• [Stated exercise] Return each line of the data below that contains the word "blue".

• [Materials provided]
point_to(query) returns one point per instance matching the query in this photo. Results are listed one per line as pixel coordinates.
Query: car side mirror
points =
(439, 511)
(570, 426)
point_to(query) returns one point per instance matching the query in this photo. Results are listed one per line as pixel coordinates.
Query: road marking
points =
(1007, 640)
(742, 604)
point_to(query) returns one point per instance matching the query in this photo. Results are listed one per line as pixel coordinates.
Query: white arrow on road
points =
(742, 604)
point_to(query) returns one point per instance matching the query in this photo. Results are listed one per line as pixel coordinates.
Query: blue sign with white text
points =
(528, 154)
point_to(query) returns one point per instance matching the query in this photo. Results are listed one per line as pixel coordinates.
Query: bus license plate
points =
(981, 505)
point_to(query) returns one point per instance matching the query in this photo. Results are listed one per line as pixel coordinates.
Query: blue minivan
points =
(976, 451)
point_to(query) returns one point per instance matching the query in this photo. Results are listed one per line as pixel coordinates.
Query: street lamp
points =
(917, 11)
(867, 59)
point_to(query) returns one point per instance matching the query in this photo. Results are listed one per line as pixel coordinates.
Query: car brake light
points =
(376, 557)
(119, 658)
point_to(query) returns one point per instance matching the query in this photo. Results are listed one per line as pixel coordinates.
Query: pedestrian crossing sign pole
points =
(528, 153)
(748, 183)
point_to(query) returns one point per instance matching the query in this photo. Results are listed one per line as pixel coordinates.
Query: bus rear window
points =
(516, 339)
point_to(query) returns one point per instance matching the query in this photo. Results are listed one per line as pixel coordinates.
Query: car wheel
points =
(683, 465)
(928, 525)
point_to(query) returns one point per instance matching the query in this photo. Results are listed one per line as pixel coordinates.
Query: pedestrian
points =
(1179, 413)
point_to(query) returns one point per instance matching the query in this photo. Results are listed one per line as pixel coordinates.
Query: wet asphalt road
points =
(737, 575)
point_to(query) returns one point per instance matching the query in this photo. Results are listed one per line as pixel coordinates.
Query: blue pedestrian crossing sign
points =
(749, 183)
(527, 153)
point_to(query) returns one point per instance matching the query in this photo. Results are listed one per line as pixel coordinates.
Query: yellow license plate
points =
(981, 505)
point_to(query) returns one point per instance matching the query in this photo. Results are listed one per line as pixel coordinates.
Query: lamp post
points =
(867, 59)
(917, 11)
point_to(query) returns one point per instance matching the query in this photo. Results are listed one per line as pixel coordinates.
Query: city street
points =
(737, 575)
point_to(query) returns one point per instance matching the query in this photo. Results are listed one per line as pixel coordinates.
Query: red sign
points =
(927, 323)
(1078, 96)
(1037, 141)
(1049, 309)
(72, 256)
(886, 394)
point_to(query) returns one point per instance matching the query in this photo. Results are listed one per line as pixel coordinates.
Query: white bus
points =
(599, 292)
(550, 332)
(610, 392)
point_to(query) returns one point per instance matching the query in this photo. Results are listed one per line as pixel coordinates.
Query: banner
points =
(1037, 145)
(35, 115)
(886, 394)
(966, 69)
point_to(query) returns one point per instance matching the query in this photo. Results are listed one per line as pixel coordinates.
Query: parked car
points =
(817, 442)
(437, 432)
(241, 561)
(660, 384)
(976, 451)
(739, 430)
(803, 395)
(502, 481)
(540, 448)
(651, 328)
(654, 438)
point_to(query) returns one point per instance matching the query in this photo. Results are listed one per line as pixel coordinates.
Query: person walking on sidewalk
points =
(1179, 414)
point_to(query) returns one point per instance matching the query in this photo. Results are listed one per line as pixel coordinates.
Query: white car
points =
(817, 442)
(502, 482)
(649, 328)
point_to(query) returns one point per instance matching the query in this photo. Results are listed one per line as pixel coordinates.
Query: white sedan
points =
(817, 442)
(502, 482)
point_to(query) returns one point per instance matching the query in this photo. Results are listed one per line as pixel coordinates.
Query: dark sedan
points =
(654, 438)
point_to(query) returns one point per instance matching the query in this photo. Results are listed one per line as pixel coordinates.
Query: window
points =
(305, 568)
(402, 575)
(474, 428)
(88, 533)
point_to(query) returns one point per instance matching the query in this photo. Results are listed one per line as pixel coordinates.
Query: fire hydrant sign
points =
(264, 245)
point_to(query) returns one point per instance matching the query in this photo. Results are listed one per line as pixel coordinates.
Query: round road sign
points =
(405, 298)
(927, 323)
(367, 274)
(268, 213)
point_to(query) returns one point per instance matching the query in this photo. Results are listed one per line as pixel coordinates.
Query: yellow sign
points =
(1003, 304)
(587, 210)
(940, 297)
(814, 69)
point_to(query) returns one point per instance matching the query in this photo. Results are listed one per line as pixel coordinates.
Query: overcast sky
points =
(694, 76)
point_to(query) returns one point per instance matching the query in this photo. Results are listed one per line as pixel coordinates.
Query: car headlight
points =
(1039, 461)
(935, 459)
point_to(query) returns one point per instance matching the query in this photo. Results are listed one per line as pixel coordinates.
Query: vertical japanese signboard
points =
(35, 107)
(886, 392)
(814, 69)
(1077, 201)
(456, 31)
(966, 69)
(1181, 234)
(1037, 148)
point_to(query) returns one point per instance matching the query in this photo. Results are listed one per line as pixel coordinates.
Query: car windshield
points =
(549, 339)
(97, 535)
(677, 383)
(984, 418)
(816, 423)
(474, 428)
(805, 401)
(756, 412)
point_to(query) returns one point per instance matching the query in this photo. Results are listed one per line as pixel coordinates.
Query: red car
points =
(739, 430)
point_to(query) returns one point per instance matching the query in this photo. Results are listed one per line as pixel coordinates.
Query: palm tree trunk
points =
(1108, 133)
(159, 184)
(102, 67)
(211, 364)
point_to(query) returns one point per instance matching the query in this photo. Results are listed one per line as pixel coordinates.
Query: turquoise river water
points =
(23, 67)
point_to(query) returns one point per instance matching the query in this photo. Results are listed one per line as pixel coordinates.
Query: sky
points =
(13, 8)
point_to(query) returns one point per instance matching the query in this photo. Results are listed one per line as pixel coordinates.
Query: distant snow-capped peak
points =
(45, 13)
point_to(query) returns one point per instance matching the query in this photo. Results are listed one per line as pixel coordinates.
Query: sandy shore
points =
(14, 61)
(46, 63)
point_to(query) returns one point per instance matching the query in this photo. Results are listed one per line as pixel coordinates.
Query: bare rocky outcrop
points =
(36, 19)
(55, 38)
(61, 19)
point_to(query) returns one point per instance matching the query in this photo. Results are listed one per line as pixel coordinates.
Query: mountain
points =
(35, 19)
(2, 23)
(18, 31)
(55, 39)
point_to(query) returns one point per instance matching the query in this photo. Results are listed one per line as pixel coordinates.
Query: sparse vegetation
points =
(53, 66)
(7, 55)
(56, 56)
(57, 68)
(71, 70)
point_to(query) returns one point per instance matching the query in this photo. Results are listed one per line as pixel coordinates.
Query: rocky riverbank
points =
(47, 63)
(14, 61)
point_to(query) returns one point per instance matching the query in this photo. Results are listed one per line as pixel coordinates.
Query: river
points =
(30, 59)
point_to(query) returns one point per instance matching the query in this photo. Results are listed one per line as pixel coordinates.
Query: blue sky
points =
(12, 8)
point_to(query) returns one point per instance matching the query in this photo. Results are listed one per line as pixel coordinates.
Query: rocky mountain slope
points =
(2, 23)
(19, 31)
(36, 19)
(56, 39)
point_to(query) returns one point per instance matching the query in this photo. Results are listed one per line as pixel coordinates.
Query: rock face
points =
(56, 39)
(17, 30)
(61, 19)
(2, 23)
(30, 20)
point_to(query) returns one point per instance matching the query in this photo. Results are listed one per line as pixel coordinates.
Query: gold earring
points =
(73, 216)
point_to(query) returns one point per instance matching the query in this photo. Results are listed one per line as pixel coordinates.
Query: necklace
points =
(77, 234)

• [Result for this task]
Query: blue sign with white text
Query: blue minivan
Query: blue pedestrian crossing sign
Query: blue sky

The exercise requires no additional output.